Down to the last character, write out the records below.
+===+
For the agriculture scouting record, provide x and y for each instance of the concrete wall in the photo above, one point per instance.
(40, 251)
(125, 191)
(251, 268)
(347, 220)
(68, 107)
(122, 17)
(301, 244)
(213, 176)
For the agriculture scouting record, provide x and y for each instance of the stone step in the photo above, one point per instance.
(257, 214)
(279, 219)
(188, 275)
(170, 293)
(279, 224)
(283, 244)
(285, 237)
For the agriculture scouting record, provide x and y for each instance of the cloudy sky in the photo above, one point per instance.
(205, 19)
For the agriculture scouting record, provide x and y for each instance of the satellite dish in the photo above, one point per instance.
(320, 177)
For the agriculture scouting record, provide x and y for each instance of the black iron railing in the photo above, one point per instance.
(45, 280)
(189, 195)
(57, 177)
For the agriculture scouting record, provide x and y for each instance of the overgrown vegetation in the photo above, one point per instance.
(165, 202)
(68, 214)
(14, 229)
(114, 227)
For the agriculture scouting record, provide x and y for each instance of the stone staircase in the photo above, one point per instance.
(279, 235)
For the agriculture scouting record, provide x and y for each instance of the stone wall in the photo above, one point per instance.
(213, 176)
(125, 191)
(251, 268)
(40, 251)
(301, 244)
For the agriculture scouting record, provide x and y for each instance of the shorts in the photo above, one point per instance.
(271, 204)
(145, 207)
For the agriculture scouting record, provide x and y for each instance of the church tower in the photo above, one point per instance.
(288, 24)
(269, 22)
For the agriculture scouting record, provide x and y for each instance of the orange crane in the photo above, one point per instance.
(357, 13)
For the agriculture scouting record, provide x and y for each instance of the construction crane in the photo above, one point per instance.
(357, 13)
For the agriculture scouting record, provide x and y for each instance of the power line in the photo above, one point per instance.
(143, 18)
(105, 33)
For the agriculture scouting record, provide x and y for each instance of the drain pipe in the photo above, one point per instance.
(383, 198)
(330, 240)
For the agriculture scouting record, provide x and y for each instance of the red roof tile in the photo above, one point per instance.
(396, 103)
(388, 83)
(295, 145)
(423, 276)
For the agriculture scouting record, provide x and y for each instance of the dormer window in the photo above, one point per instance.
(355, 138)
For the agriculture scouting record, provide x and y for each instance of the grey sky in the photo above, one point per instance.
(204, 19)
+===+
◆ Result ◆
For the agriculture scouting record, provide x and y for each instance of the concrete wall in the photo above, one point per instance.
(40, 251)
(125, 191)
(251, 268)
(347, 220)
(68, 107)
(122, 17)
(301, 244)
(213, 176)
For the agriculture scouting record, provide x and y for each instance of the stone step in the photo above, one point per instance.
(257, 214)
(279, 219)
(188, 275)
(170, 293)
(279, 224)
(283, 244)
(285, 237)
For the agriculture scouting record, provide x and y for each instance of the cloudy sky in the photo above, one point per instance.
(205, 19)
For the agriculture scouting record, provide x and y for each instance of the satellite dish in the photo above, one point per instance.
(320, 177)
For the agriculture scouting record, provide x and y for each instance of the black iron railing in the photo above, one point per instance.
(45, 280)
(189, 195)
(57, 177)
For the agriculture scouting record, provide x and y for each instance of the overgrown vegetation in the photo above, one point per instance.
(165, 202)
(68, 214)
(14, 229)
(114, 227)
For the agriculture scouting record, provide x and y for each instance of the stone staircase in the photo above, one point per instance.
(279, 235)
For the agriculture scouting record, provide x and y for each instance of the stone wall in the photo above, one point per instance.
(213, 176)
(125, 191)
(251, 268)
(40, 251)
(301, 244)
For the agriculture scouting record, provide x and y for each instance of the shorts in the photo above, one point per instance.
(271, 204)
(145, 207)
For the agriculture scouting record, provide x and y for each instance of the church tower in the photo above, one point per instance.
(288, 24)
(269, 22)
For the agriculture scouting record, provide x and y for each instance of the orange crane in the photo above, one point per instance.
(357, 13)
For the agriculture scouting record, provide x and y for each instance of the construction crane in the photo above, one point per instance.
(357, 13)
For the agriculture scouting record, provide x and y for each instance of the power line in the photo above, one point per instance.
(143, 18)
(105, 33)
For the agriculture scouting record, provide x and y for each instance of the drain pipe in the photo above, one point per instance.
(383, 198)
(330, 240)
For the agriculture scouting record, provide x and y for each instance of the red roof tile in the photo above, one point per instance.
(396, 103)
(388, 83)
(295, 145)
(423, 276)
For the agriculture scouting record, provide x and y for each instance of the dormer window in the photo above, one point per instance.
(355, 138)
For the agriculture scouting record, provide x and y for each instance of the grey sky in the photo above, one point per instance.
(204, 19)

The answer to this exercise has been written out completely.